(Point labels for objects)

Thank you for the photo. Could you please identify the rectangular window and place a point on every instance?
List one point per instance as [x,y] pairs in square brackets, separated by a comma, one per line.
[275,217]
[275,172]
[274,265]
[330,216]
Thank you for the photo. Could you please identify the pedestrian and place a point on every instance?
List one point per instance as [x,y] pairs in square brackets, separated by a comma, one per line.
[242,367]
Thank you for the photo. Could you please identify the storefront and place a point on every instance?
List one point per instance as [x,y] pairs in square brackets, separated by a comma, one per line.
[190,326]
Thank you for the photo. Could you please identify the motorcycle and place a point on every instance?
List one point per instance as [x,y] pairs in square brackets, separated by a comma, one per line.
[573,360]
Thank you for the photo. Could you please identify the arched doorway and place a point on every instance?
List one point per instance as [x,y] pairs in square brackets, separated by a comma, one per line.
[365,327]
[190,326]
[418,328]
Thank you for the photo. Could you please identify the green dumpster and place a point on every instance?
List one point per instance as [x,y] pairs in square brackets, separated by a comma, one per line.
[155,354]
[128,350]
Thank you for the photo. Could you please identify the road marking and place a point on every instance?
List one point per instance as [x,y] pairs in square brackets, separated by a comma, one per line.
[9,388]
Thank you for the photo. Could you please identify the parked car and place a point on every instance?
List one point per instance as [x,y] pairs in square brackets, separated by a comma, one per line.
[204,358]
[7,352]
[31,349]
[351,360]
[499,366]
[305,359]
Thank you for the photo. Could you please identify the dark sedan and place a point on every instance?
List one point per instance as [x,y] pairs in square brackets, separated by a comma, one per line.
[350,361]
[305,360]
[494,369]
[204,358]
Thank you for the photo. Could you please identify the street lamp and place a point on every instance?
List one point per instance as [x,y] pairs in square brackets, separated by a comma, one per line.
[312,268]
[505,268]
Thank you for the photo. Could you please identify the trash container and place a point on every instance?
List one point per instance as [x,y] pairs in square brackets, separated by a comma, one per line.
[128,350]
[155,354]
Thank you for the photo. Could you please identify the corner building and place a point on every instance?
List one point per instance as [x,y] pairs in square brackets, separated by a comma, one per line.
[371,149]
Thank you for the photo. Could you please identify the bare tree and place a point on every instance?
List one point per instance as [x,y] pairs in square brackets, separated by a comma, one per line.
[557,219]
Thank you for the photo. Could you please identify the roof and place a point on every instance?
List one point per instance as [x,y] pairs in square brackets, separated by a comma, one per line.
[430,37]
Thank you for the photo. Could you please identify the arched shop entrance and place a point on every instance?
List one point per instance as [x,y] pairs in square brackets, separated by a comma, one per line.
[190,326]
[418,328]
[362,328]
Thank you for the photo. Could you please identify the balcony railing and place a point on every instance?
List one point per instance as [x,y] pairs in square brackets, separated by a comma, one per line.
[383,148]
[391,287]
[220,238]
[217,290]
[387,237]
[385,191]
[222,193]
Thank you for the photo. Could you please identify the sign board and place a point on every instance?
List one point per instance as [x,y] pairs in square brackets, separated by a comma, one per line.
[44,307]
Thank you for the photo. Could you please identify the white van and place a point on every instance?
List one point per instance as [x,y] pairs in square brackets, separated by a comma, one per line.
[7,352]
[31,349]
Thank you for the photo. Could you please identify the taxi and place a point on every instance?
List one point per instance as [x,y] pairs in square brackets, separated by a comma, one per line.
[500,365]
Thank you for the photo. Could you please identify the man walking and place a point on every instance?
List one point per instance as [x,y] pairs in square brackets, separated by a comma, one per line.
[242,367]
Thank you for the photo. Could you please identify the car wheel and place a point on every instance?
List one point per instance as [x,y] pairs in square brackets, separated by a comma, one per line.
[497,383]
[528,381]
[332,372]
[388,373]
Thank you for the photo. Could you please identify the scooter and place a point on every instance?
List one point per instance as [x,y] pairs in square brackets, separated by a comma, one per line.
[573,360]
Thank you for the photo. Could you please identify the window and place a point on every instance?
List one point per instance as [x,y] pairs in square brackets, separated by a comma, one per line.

Task statement
Please print all of the data above again, line for line, with no changes.

Output below
Thank you for the photo. Could you please identify the rectangular window and place a point on every instance?
List one point per instance as [x,y] pairs in square brackets, separated by a comma, one per line.
[275,217]
[275,172]
[274,265]
[330,216]
Thank you for the photo. Could you please identify the pedestrian and place a point on every instance?
List one point per instance as [x,y] pairs in square brackets, separated by a comma, one per line.
[242,367]
Thank you for the photo. Could you please identify the storefront and place a point on every instance?
List one point per instance as [x,y] pairs in square brackets, separated by a comma, one per line.
[190,326]
Thank you for the photo. Could you please identify the motorcycle and place a point on every instance?
List one point per instance as [x,y] pairs in square brackets, separated by a comma, one per line.
[573,360]
Thank you for the photo. Could you please identify the arched doorway and place a point on every instance?
List one point per instance as [x,y] pairs in square brackets, separated by a comma, one per line.
[365,327]
[190,326]
[418,328]
Thank you for the photo. Could you please identify the green dumpster and place a point on every instance?
List one point per instance as [x,y] pairs in square brackets, separated by a comma, one per line.
[155,354]
[128,350]
Thank you for the photo. Could you please identify the road marking and place a point on every instance?
List one point per instance as [x,y] pairs in square brackets, separated by a comma, one per line.
[9,388]
Thank you for the photo. Could you please identify the parked car and place a point on every instance?
List one point per instance as [x,y] pairs in square brackets, separated by a comma, one per line.
[204,358]
[7,352]
[31,349]
[351,360]
[499,366]
[305,359]
Thank you for the photo. Could you please identify the dark sedan and place a point on every instance?
List one point per instance as [x,y] pairs in square brackets, separated by a comma, one per line.
[350,361]
[305,360]
[494,369]
[204,358]
Thank you for the photo. Could you please identify the street lamp and place a point on every instance?
List one point per instance as [x,y] pairs in square brackets, separated by a comma, one per line.
[312,268]
[505,268]
Thank you for the photo. Could you please identify the trash container and place a point on every instance?
List one point per instance as [x,y] pairs in square brackets, separated by a comma, one per line.
[128,350]
[155,354]
Thank you for the photo. Could you please identify the corner building and place a point on every instance?
List one point per instance as [x,y] pairs in square brackets, separated by a comma, one per line.
[371,149]
Thank you for the photo. Could you please identify the bare tree and place a point on every instance?
List one point per instance as [x,y] pairs in square brackets, separated by a comma, one per line.
[557,219]
Thank you for the photo. Could you please identify the roof and place a point on every instance?
List one point per instance as [x,y] pairs in square brackets, separated by a comma, one per line.
[430,37]
Thank you for the photo. Could you please identify the arched shop entrance and place a point on every instance?
List one point per instance as [x,y] pairs in square brackets, separated by a comma, one per line.
[190,326]
[418,328]
[362,328]
Thank you for the photo. Could you please identify the balcony railing and place a point on every instance?
List one point per instance as [x,y] pairs in square brackets, separated by a comma, one per line.
[383,148]
[391,287]
[220,238]
[217,290]
[387,237]
[385,191]
[222,193]
Thank you for the photo. Could you please identify the sign board and place a point on every instance?
List one point per instance as [x,y] pairs in square brackets, separated by a comma, one per line.
[44,307]
Thank you for the photo. Could you please identify the white van and place a point on every instance?
List one point per instance as [x,y] pairs in square brackets, separated by a comma, one per line.
[7,352]
[31,349]
Thank you for the photo. Could you please identify the taxi and place a point on every instance?
List one point per instance as [x,y] pairs in square brackets, separated by a comma, one per line.
[500,365]
Thank you for the photo. Could you please identify the man walking and place a point on every instance?
List one point per instance as [x,y] pairs in square brackets, separated by a comma, one per line.
[242,367]
Thank you for the photo. Could you please identify the car wheel and place a point on every instance?
List one point per instance as [x,y] pairs in square brackets, separated by a comma, one per line.
[497,383]
[528,381]
[332,372]
[388,373]
Thank you for the photo. Could you please identify the scooter and place a point on every instance?
List one point per instance as [x,y] pairs in square brackets, separated by a comma, one per line.
[573,360]
Thank you for the photo. Could you please identify the window and place a point on every instance?
List one point per instance as [x,y] pairs in square brackets, separated by a comma, one per line.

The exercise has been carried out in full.